# WHAT THIS TASK INVOLVES
Convert the records into a JSON list of strings with one string per line, leaving out any blank lines.

(Excerpts of location labeling data)
.....
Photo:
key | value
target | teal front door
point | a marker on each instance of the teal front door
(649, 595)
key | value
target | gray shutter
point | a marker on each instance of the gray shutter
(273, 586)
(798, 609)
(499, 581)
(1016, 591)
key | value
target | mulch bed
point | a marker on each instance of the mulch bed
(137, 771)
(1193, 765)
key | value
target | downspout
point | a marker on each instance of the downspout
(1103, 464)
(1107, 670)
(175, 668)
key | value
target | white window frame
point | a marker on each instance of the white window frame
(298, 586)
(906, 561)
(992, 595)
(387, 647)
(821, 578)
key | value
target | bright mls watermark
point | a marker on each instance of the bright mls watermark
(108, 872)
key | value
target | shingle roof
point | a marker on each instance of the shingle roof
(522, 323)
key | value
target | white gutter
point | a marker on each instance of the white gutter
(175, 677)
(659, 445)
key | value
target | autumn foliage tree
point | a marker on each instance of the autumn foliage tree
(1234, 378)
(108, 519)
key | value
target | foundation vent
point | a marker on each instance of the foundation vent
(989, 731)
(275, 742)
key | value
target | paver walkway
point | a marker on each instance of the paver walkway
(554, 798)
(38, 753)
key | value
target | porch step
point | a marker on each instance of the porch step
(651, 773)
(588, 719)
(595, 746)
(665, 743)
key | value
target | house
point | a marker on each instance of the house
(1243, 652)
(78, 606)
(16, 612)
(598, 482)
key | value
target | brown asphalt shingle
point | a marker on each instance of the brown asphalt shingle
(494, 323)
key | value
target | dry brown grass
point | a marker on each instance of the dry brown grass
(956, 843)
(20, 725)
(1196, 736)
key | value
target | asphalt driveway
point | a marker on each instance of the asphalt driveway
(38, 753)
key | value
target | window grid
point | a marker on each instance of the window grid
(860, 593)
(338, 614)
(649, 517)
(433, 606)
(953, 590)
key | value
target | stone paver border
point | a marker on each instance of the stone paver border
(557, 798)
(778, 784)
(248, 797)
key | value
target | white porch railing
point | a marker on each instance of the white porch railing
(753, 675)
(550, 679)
.....
# TASK RESPONSE
[
  "Photo:",
  "key | value",
  "target | teal front door",
  "point | a marker on each instance of the teal front door",
  "(649, 595)",
  "key | value",
  "target | gray shutter",
  "point | a marker on each instance of the gray shutter",
  "(273, 586)",
  "(798, 609)",
  "(499, 581)",
  "(1016, 591)",
  "key | value",
  "target | mulch bed",
  "point | a marker on each instance of the mulch bed",
  "(137, 771)",
  "(1193, 765)",
  "key | value",
  "target | downspout",
  "point | a marker on each instance of the downspout",
  "(1103, 464)",
  "(1107, 670)",
  "(175, 668)",
  "key | value",
  "target | white window frame",
  "point | a marker on each instance of the white window frame",
  "(298, 586)",
  "(906, 561)",
  "(992, 595)",
  "(387, 647)",
  "(821, 578)",
  "key | value",
  "target | bright mls watermark",
  "point | a marker on each instance of the bright mls watermark",
  "(108, 872)",
  "key | value",
  "target | shingle roof",
  "point | a marker on each instance of the shingle roof",
  "(522, 323)",
  "key | value",
  "target | white gutter",
  "point | a marker on each instance of the white gutter",
  "(175, 677)",
  "(659, 445)",
  "key | value",
  "target | autumn foliage tree",
  "point | a marker on each instance of the autumn foliage tree",
  "(1234, 378)",
  "(108, 519)",
  "key | value",
  "target | foundation vent",
  "point | a marker on each instance of the foundation vent",
  "(989, 731)",
  "(275, 742)",
  "key | value",
  "target | paver walkway",
  "point | a marker on each instance of the paver walkway",
  "(554, 798)",
  "(38, 753)",
  "key | value",
  "target | porch step",
  "point | a marker on each instance of the porch step",
  "(651, 773)",
  "(588, 719)",
  "(595, 746)",
  "(665, 743)",
  "key | value",
  "target | house",
  "point | a marker on each instance of the house",
  "(1243, 652)",
  "(78, 606)",
  "(16, 612)",
  "(598, 482)",
  "key | value",
  "target | brown asphalt shingle",
  "point | a marker on each instance of the brown asphalt shingle",
  "(494, 323)",
  "key | value",
  "target | dry brown grass",
  "point | a marker on each instance of the dry brown grass",
  "(956, 843)",
  "(20, 725)",
  "(1196, 736)",
  "key | value",
  "target | asphalt driveway",
  "point | a marker on each instance of the asphalt driveway",
  "(38, 753)",
  "key | value",
  "target | window grid",
  "point | a marker on each instance of the window grid",
  "(860, 593)",
  "(338, 614)",
  "(649, 517)",
  "(433, 606)",
  "(953, 590)",
  "key | value",
  "target | stone paver border",
  "point | a marker on each instance of the stone paver border",
  "(557, 798)",
  "(778, 784)",
  "(248, 797)",
  "key | value",
  "target | white porch railing",
  "point | a marker on each instance of the white porch railing",
  "(753, 675)",
  "(550, 679)"
]